• Directions: Rewrite the entries from the start through the line containing "[(288, 18)]", replacing "sample output" with "reference point" and leaving everything else unchanged.

• Entries shown:
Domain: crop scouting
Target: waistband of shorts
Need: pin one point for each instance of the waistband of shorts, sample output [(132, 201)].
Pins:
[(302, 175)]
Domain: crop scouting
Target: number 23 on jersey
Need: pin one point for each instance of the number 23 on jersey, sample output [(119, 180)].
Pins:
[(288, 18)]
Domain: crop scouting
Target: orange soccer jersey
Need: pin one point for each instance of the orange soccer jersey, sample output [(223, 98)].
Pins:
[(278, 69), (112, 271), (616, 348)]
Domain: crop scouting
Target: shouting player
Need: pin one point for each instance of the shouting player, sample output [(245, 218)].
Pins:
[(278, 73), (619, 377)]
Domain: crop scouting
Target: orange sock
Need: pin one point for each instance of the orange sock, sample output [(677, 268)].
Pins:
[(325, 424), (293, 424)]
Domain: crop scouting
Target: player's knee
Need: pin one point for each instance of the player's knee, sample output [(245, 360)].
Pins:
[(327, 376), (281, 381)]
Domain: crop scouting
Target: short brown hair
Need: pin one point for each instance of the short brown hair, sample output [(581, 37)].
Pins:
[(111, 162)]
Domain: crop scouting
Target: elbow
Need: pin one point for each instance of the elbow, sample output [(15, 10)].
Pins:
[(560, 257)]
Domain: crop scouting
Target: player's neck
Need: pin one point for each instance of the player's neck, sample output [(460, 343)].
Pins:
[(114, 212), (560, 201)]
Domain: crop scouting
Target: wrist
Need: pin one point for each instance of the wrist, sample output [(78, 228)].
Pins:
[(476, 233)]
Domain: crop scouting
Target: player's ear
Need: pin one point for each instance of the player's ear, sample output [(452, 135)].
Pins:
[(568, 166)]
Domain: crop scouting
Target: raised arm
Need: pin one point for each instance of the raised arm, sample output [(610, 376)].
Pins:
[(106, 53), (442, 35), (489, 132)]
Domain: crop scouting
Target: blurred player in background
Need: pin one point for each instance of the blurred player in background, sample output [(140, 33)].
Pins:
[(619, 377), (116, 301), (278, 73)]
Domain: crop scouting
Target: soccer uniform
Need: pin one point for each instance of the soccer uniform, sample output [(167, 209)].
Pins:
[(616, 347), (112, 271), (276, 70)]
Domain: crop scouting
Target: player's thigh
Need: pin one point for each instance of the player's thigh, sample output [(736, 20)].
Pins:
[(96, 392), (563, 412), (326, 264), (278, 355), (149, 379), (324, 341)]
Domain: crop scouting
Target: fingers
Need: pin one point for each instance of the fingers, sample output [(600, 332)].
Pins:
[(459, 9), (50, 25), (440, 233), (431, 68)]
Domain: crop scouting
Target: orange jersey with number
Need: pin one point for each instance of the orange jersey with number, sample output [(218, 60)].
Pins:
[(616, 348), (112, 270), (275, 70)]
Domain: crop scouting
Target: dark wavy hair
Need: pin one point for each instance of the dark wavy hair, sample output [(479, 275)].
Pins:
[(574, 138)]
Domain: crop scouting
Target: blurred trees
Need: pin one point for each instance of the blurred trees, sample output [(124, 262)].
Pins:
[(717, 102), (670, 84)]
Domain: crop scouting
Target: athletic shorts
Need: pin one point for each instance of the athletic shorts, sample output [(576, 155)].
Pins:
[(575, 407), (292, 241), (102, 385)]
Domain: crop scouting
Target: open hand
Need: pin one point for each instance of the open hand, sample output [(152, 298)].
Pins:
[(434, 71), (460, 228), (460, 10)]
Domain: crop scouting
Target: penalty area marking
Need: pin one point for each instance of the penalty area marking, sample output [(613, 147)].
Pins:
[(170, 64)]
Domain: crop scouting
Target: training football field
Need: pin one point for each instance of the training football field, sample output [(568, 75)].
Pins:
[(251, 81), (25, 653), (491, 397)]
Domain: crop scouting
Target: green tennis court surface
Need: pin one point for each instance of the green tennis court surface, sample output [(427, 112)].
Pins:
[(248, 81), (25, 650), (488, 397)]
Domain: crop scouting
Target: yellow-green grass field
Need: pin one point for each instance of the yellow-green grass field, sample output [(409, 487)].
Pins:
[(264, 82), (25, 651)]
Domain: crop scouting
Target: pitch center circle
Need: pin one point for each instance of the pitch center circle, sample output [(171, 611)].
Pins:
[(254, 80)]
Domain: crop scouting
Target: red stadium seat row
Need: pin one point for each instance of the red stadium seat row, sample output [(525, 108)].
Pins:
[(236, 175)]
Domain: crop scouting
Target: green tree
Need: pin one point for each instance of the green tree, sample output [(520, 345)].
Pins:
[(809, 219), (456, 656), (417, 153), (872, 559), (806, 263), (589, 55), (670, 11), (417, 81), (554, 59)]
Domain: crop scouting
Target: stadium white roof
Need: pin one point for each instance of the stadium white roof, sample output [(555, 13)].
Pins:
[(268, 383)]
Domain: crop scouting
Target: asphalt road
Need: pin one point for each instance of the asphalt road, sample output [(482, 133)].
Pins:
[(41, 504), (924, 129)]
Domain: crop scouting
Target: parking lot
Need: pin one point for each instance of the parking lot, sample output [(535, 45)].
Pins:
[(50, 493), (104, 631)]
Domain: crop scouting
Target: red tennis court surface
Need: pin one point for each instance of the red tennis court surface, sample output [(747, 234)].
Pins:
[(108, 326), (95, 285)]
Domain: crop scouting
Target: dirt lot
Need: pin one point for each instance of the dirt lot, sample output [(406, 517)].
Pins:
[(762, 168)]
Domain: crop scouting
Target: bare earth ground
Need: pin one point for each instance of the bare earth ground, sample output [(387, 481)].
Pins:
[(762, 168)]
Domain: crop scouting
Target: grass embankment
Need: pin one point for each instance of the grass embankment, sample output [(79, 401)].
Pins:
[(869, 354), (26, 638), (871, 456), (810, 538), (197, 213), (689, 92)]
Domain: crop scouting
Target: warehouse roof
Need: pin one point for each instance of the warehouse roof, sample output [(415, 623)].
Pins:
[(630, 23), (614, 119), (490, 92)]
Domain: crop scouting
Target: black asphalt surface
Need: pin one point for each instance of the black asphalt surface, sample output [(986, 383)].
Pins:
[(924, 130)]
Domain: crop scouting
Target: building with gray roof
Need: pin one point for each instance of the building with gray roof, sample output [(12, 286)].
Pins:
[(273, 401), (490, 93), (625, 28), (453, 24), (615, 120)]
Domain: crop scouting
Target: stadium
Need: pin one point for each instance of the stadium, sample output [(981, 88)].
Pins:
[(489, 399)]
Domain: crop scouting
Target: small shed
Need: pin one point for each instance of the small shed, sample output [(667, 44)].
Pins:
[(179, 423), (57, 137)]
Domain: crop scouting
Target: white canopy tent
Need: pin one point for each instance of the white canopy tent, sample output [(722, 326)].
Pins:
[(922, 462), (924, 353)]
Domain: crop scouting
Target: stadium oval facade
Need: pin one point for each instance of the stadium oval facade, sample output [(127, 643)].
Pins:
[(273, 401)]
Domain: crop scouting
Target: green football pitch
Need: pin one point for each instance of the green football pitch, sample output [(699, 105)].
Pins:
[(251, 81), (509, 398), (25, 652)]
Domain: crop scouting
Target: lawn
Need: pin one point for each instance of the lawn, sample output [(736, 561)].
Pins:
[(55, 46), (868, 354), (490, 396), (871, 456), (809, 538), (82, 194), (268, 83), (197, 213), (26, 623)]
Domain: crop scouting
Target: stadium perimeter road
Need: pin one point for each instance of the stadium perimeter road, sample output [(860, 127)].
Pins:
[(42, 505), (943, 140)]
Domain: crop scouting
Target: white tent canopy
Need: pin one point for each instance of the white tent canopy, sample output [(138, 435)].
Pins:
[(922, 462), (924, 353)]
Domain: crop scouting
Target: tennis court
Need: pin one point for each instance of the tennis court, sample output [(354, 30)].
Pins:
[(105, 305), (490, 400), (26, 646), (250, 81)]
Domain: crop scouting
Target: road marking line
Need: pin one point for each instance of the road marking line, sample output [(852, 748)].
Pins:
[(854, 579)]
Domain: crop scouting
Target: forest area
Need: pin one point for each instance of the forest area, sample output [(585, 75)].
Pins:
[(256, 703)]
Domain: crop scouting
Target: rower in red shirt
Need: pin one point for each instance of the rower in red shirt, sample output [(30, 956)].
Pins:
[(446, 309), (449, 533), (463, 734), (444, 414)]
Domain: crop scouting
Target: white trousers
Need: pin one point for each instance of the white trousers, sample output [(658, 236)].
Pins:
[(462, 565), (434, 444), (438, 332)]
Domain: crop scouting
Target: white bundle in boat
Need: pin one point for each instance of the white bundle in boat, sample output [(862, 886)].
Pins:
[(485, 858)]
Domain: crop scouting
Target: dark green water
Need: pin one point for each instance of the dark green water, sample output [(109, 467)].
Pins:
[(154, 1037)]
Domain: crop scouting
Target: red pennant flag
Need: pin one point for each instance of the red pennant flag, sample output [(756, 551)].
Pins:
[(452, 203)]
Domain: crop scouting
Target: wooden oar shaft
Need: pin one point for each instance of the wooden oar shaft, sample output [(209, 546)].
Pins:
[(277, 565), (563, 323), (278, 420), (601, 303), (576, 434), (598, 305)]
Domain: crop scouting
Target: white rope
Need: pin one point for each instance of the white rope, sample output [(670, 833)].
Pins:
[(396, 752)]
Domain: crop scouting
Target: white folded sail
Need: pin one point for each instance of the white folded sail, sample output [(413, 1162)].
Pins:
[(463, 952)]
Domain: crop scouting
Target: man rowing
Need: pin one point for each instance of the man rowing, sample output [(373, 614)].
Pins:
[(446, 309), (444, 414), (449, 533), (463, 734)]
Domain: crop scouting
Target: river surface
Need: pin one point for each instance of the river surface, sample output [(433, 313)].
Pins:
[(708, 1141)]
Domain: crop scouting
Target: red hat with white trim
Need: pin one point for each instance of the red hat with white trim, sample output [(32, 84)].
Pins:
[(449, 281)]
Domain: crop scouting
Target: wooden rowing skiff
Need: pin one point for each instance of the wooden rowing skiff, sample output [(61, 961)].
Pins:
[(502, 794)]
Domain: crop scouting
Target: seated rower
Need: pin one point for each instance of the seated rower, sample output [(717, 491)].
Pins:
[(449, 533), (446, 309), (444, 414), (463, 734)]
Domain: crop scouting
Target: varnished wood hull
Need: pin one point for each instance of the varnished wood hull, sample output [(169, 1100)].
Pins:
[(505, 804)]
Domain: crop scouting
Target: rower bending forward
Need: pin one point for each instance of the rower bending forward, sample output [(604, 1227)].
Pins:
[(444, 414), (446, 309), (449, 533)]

• Written solution:
Domain: crop scouting
Target: waistband of shorts
Need: pin one point for each instance of the waistband of shorts, reference point [(132, 201)].
Pins:
[(302, 175)]
Domain: crop scouting
Target: number 23 on jersey
Need: pin one point for each instance of the number 23 on jersey, reference point [(119, 180)].
Pins:
[(288, 18)]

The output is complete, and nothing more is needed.